Provided entries START
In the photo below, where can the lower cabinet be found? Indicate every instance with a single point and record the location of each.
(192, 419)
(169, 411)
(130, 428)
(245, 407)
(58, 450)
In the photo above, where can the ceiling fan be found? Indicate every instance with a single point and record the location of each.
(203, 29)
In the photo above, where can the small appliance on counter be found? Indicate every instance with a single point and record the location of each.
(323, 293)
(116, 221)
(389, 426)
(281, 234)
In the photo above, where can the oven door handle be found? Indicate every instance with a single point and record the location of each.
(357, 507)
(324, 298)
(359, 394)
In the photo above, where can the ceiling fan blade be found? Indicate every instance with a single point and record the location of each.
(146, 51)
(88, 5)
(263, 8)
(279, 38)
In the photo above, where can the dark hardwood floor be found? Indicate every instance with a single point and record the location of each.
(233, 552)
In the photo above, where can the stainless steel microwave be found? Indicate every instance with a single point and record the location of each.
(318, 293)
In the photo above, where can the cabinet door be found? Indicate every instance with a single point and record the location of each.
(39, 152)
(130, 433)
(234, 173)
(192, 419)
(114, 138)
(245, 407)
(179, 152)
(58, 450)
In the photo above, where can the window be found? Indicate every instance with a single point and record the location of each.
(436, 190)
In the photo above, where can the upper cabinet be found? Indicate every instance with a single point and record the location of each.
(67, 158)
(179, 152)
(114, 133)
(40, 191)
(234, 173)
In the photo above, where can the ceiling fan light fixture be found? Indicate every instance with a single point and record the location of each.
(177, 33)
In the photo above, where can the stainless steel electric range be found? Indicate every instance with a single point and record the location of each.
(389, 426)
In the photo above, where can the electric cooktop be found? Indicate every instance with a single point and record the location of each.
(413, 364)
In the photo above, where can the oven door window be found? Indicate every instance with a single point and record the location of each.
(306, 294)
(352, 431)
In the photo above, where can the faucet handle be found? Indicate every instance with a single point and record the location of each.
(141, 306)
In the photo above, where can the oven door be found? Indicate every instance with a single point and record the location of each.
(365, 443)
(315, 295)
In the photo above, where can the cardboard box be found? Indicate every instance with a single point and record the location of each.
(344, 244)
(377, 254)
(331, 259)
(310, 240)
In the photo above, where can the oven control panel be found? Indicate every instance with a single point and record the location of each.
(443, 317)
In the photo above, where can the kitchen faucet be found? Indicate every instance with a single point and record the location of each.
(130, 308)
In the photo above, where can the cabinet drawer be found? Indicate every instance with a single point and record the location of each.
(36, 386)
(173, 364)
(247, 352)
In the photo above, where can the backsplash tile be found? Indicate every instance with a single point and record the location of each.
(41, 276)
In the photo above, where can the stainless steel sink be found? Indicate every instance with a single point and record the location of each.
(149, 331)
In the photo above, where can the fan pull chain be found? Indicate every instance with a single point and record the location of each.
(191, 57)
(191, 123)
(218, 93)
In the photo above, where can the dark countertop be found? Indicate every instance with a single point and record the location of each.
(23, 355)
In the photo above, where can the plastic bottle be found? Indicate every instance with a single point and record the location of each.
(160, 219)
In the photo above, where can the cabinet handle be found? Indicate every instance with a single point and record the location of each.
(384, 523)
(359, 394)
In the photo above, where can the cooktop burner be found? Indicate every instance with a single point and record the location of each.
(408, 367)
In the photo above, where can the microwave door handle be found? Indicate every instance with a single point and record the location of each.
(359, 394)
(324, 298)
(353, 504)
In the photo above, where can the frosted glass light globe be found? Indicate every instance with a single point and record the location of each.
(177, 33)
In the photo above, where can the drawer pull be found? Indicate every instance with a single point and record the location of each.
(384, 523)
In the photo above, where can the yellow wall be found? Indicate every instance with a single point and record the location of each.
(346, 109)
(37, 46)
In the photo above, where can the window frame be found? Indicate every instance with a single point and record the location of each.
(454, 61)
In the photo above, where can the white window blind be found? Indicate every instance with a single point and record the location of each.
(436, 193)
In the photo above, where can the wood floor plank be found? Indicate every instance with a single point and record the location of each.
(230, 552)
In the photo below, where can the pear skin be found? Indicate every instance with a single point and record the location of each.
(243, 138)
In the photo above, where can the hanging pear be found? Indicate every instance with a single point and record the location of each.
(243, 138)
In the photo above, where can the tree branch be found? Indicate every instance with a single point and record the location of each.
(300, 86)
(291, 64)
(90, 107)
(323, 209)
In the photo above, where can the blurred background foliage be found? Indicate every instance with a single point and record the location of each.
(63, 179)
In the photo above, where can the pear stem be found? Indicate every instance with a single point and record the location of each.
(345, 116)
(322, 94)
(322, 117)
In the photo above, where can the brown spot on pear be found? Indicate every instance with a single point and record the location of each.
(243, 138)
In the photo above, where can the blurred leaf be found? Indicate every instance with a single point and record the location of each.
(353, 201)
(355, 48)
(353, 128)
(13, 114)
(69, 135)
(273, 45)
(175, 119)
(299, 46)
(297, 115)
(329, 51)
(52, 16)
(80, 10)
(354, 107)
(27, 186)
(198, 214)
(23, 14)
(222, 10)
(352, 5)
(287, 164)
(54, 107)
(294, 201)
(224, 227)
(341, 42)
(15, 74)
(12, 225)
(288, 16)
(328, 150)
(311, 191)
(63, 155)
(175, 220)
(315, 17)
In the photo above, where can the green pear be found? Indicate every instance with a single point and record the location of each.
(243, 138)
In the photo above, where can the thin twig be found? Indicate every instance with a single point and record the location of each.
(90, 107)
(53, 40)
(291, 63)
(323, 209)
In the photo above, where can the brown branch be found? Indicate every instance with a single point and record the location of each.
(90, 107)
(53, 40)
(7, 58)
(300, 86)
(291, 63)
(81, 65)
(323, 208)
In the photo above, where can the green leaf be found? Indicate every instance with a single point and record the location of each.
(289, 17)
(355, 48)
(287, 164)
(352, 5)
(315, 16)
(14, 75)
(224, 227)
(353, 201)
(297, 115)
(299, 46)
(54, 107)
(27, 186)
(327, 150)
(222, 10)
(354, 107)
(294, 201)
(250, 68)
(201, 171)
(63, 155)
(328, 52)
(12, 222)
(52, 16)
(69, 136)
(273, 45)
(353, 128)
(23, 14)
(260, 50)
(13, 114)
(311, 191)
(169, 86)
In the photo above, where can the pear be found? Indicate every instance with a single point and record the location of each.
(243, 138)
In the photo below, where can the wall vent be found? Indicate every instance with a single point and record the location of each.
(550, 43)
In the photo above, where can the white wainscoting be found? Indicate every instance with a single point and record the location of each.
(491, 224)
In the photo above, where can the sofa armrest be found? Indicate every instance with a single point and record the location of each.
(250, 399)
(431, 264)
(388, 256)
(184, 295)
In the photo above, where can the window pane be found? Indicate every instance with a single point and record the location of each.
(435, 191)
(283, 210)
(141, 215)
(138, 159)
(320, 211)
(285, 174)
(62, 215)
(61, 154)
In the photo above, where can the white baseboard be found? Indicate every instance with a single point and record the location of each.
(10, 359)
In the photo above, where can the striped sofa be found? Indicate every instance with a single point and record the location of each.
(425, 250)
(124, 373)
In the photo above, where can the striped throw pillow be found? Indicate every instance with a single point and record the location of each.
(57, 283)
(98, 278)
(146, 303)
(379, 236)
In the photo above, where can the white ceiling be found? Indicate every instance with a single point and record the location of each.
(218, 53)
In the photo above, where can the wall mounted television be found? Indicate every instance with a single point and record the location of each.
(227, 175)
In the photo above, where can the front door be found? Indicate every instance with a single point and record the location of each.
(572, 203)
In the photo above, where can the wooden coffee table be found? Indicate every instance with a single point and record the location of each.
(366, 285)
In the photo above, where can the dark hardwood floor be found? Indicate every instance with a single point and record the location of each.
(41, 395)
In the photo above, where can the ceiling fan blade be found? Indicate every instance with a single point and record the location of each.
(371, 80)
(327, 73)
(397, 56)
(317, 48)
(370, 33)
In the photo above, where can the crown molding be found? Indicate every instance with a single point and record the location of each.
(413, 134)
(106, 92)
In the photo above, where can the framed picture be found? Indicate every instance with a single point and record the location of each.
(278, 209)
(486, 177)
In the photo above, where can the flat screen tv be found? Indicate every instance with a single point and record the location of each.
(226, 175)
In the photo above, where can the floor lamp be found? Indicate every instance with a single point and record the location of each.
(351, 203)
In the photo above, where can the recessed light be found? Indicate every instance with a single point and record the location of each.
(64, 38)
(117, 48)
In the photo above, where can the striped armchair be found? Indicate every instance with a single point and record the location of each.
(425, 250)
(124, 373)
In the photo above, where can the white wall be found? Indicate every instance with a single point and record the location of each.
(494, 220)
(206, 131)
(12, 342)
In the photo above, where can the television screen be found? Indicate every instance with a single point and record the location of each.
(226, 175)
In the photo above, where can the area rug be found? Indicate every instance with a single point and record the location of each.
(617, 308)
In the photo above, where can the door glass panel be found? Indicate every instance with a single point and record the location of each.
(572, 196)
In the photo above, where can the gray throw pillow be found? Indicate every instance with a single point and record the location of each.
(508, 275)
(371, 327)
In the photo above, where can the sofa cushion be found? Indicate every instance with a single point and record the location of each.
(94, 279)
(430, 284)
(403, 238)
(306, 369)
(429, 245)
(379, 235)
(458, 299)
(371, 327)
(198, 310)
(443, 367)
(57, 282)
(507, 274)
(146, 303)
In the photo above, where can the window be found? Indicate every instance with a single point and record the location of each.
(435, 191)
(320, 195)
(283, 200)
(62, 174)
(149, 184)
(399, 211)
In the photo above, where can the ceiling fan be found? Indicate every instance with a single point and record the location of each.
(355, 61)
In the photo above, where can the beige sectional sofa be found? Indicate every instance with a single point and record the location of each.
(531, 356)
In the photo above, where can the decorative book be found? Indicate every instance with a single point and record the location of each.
Provided entries END
◆ **Exercise description**
Print each line, starting with the one that contains "In the photo above, where can the door" and ending with the last line of the data, exactly as it stands and with no other lines.

◆ **Answer for this exercise**
In the photo above, where can the door glass panel be found? Indicate every instance with a single point and record the location of each.
(572, 196)
In the photo above, where can the gray throw pillow be found? Indicate every instance with a single point and record the location of each.
(508, 275)
(371, 327)
In the photo above, where can the sofa cushion be found? Indicate every instance with a single point and record the location of each.
(94, 279)
(430, 284)
(403, 238)
(306, 369)
(429, 245)
(379, 235)
(458, 299)
(371, 327)
(198, 310)
(443, 367)
(57, 282)
(507, 274)
(146, 303)
In the photo above, where can the window be found? Indicate every instance with a single point and record the location of each.
(435, 191)
(320, 195)
(283, 200)
(62, 174)
(149, 184)
(399, 211)
In the photo above, where can the ceiling fan be found? Indicate every instance with a single point and record the location of each.
(355, 61)
In the photo above, where can the beige sectional sofa be found? Indicate every instance with a single point and record the location of each.
(531, 356)
In the photo above, where can the decorative book be found? Indicate every instance with a single point and record the location of each.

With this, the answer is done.